## 提示文:
説明

運転支援装置

【課題】運転者の意図に応じて適切な操舵制御を行うことが可能な運転支援装置を提供する。
【解決手段】ECU12は、車両が分岐点に存在するか否か、カーナビゲーション装置18による経路案内中であるか否か、経路案内における推奨経路が走行中の車線以外であるか否かを判定し、車両が分岐点に存在し、カーナビゲーション装置18による経路案内中であり、且つ、推奨経路が走行中の車線以外である場合には、運転者による車線変更の操舵の可能性が高いことに鑑み、操舵トルク印加部28及び警報ブザー30による操舵制御を停止する基準となる、運転者による車線変更の操舵に対応する第1の動作量の基準値(第1操舵判定基準値)を変更する。

【発明の詳細な説明】
【技術分野】
【0001】
本発明は、車両が車線から逸脱することを防止する運転支援を行う運転支援装置に関する。
【背景技術】
【0002】
近年、車両が車線から逸脱することを防止する運転支援を行う運転支援装置が実用化されつつある。このような運転支援装置には、地図情報に基づいて、車線変更の可能性が高い分岐、合流、ジャンクション(JCT)等において、車両が車線から逸脱することを防止するための操舵制御を停止するものがある(例えば、特許文献1参照)。また、車線変更の頻度が高い地点を予め地図データベースに登録しておき、その地点を車両が走行する際には、操舵制御における制御ゲインを下げたり、操舵制御を停止するものがある(例えば、特許文献2参照)。更には、運転者が所定値以上の操舵力で操舵操作を行った場合や、ウィンカの点滅操作を行った場合に、操舵制御を停止するものもある。

## 記録一覧:
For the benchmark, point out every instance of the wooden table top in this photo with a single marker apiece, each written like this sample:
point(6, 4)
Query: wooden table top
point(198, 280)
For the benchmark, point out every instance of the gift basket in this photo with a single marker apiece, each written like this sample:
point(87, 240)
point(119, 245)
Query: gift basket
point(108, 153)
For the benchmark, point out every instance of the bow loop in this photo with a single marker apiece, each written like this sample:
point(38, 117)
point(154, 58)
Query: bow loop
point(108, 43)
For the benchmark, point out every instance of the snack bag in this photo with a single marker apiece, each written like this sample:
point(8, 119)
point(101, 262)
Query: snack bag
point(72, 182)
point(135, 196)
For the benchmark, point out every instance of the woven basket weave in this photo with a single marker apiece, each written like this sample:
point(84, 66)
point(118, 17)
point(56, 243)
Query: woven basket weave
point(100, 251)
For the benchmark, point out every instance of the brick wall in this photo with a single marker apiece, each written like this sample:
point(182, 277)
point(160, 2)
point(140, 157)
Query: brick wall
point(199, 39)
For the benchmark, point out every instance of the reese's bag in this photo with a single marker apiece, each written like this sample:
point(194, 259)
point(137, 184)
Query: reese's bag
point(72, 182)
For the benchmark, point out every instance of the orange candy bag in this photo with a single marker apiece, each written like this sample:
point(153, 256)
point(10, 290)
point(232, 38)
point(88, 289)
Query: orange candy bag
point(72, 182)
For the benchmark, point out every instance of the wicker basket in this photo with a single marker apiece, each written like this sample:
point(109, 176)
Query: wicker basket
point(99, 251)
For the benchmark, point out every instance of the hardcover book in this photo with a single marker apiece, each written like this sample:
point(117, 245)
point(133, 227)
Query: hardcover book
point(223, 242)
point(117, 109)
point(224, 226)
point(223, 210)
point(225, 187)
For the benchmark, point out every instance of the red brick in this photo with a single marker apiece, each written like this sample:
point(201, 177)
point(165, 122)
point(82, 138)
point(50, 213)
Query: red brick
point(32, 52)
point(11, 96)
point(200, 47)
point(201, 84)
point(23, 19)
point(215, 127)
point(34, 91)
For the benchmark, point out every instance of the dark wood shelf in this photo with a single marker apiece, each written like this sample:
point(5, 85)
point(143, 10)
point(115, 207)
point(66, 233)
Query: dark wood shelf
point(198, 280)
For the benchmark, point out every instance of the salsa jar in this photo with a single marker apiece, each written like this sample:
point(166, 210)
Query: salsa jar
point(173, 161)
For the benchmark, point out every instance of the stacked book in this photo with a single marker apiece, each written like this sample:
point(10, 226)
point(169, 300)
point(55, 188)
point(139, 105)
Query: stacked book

## 作業内容:
- A) 運転支援装置についての本文を、全文そのまま抜き出してもらえますか。
- B) 記録のうち「hardcover」という文字列を含む行を数えると何行になりますか？大文字と小文字は区別し、数だけで答えてください。
本文と記録は、それぞれ別の出典から取られています。

## 各作業の出力:
- A)
説明

運転支援装置

【課題】運転者の意図に応じて適切な操舵制御を行うことが可能な運転支援装置を提供する。
【解決手段】ECU12は、車両が分岐点に存在するか否か、カーナビゲーション装置18による経路案内中であるか否か、経路案内における推奨経路が走行中の車線以外であるか否かを判定し、車両が分岐点に存在し、カーナビゲーション装置18による経路案内中であり、且つ、推奨経路が走行中の車線以外である場合には、運転者による車線変更の操舵の可能性が高いことに鑑み、操舵トルク印加部28及び警報ブザー30による操舵制御を停止する基準となる、運転者による車線変更の操舵に対応する第1の動作量の基準値(第1操舵判定基準値)を変更する。

【発明の詳細な説明】
【技術分野】
【0001】
本発明は、車両が車線から逸脱することを防止する運転支援を行う運転支援装置に関する。
【背景技術】
【0002】
近年、車両が車線から逸脱することを防止する運転支援を行う運転支援装置が実用化されつつある。このような運転支援装置には、地図情報に基づいて、車線変更の可能性が高い分岐、合流、ジャンクション(JCT)等において、車両が車線から逸脱することを防止するための操舵制御を停止するものがある(例えば、特許文献1参照)。また、車線変更の頻度が高い地点を予め地図データベースに登録しておき、その地点を車両が走行する際には、操舵制御における制御ゲインを下げたり、操舵制御を停止するものがある(例えば、特許文献2参照)。更には、運転者が所定値以上の操舵力で操舵操作を行った場合や、ウィンカの点滅操作を行った場合に、操舵制御を停止するものもある。

- B) 2